Registros de etiquetado de ubicaciones
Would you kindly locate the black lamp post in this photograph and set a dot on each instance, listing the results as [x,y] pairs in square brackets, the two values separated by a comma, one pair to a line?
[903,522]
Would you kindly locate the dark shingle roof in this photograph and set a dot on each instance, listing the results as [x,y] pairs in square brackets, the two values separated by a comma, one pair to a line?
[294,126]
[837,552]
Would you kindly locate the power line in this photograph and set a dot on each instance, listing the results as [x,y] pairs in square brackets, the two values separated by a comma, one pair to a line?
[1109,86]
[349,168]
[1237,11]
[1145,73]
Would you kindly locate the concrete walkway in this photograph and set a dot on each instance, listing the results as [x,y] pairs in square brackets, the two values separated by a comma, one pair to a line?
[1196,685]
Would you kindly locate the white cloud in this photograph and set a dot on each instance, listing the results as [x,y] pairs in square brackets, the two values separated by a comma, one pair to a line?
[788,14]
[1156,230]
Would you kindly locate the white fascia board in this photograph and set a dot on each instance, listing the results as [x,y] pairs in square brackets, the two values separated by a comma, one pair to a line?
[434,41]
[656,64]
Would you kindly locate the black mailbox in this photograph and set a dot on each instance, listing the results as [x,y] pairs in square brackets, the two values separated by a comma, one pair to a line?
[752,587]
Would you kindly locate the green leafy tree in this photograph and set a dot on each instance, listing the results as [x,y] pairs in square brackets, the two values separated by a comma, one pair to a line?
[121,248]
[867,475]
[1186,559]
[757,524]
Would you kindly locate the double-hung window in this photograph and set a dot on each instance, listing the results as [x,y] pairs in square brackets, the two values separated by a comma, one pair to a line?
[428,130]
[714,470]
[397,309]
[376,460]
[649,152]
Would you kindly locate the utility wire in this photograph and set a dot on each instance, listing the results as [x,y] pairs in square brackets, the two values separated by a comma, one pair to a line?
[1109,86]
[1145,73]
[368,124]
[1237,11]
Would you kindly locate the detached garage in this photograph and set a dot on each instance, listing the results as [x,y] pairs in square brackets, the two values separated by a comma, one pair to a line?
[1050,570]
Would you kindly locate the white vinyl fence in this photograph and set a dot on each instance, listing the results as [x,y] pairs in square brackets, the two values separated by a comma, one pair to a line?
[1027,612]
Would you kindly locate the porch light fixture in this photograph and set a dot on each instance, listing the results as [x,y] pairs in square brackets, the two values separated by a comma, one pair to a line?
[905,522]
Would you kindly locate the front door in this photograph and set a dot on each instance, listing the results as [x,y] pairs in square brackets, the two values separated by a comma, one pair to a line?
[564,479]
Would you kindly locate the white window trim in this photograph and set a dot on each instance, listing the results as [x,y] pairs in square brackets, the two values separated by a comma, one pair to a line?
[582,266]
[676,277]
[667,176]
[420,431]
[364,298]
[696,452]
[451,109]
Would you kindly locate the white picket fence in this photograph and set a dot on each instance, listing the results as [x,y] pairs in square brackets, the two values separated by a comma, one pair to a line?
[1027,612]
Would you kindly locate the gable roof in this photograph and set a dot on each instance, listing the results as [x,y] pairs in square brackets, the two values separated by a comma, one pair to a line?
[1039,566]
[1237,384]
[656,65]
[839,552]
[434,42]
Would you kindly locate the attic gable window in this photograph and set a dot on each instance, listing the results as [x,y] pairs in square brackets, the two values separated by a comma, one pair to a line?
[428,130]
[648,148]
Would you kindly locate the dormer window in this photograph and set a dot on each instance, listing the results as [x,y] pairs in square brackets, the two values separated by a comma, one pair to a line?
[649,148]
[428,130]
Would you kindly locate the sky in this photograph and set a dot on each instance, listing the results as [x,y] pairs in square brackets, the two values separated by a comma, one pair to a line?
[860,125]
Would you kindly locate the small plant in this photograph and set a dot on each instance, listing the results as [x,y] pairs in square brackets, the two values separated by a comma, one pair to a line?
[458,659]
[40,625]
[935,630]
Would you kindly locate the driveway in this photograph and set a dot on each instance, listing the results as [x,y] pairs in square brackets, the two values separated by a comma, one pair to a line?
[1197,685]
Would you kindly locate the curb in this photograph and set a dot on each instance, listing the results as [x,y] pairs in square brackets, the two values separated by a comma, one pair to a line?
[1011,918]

Enunciado ::
Cambia "set a dot" por "place a marker" en todas las entradas anteriores y vuelve a escribirlas completas sin alterar nada más.

Solución completa ::
Would you kindly locate the black lamp post in this photograph and place a marker on each instance, listing the results as [x,y] pairs in square brackets, the two values separated by a comma, one pair to a line?
[903,522]
Would you kindly locate the dark shingle roof in this photograph and place a marker on each instance, listing the results as [x,y] pairs in square brackets, the two values separated by a comma, one pair to a line?
[294,126]
[837,552]
Would you kindly locate the power line in this photograph and place a marker on each instance, listing the results as [x,y] pairs in square brackets, the two values separated by a comma, one pair to a line?
[1109,86]
[349,168]
[1237,11]
[1145,73]
Would you kindly locate the concrete walkway in this photograph and place a marker on each instance, listing the results as [x,y] pairs in square brackets, the two values separated by a comma, one pair to a line?
[1196,685]
Would you kindly locate the white cloud in this photograph and place a marker on each instance, listing the results as [x,y] pairs in square brackets, the two values separated by a comma, one pair to a line?
[788,14]
[1156,230]
Would you kindly locate the white fascia board in this photograph and place a marker on each instance, listing the results as [x,y] pairs in square brackets, the two values separated by a comma, one pair to a line?
[434,41]
[656,64]
Would you kindly locate the black mailbox in this photograph and place a marker on each instance, listing the results as [x,y] pairs in square brackets, the two values separated by a comma, one pair to a line?
[752,587]
Would you kindly locate the green leafy tree in this photograph and place a marker on each instance, listing the results as [x,y] pairs in square brackets, the two values separated by a comma, one pair to a line?
[121,248]
[867,475]
[1186,559]
[757,524]
Would you kindly locate the double-hung window in this photograph and place a marker on each instance, listing the results as [x,y] pairs in square brackets, the two values separated by a comma, one pair to a line?
[428,130]
[714,470]
[397,309]
[376,460]
[649,152]
Would you kindly locate the utility wire in this photograph and place a marker on each instance, listing the results as [x,y] pairs in square brackets, the two values separated by a comma, one pair to a line?
[1109,86]
[1145,73]
[368,124]
[1237,11]
Would you kindly locate the detached garage in this photograph and place a marker on each instance, listing the results as [x,y] pairs in square brackets, the two values separated by a comma, one pair to a line?
[1050,570]
Would you kindly locate the white vinyl fence in this photograph and place a marker on each instance, listing the results as [x,y] pairs in square brackets, the two values separated by a comma, one pair to a line?
[1027,612]
Would you kindly locate the porch light fixture in this photograph and place a marker on each instance, listing the results as [x,y] pairs in square brackets, the two values separated by a comma, one pair to a line?
[905,522]
Would you kindly locate the front door in this photograph and place a marker on each instance, listing the results as [x,y] pairs in square brackets, the two values separated by a comma, one pair to a line?
[564,479]
Would you kindly locate the white window trim in this photograph and place a marker on each instance, listing the results as [x,y] pairs in square brackets, the two values separated by a comma, one pair to a line?
[582,266]
[676,277]
[667,176]
[420,431]
[364,298]
[696,452]
[451,109]
Would you kindly locate the white picket fence in this photograph and place a marker on each instance, listing the results as [x,y] pairs in square brackets, the two values separated by a comma, one pair to a line?
[1027,612]
Would you kindly locate the gable roof in this photograph and place a marker on each instance, listing the results as [x,y] pairs in square brackets, the two values separated by a comma, one pair to a line?
[1039,566]
[1237,384]
[656,65]
[839,552]
[434,42]
Would you kindly locate the attic gable window in this photograph and place a marker on each instance, listing the results as [x,y] pairs in square brackets, the two values separated by a comma, one pair to a line?
[428,130]
[648,148]
Would you kindly locate the dormer window in this photograph and place a marker on each instance, listing the results as [x,y] pairs in square brackets, the two values separated by a comma, one pair to a line?
[649,148]
[428,130]
Would you kindly locate the sky in this photograph and place a marker on each instance, listing the results as [x,y] pairs in square brackets, the two values separated by a comma, one pair to a line?
[860,125]
Would you kindly locate the small plant in this photograph and place a marker on each instance, listing the results as [x,y] pairs in square brackets, the two values separated by a comma, one pair to a line?
[458,659]
[40,625]
[935,630]
Would you kindly locate the driveway in this photograph and place a marker on each instance, listing the results as [x,y] pairs in square brackets, the two values separated by a comma, one pair to a line?
[1197,685]
Would you kindly locate the curb in this photograph and place a marker on each instance, listing the results as [x,y] pairs in square brackets, the two values separated by a comma, one pair to a line?
[1011,918]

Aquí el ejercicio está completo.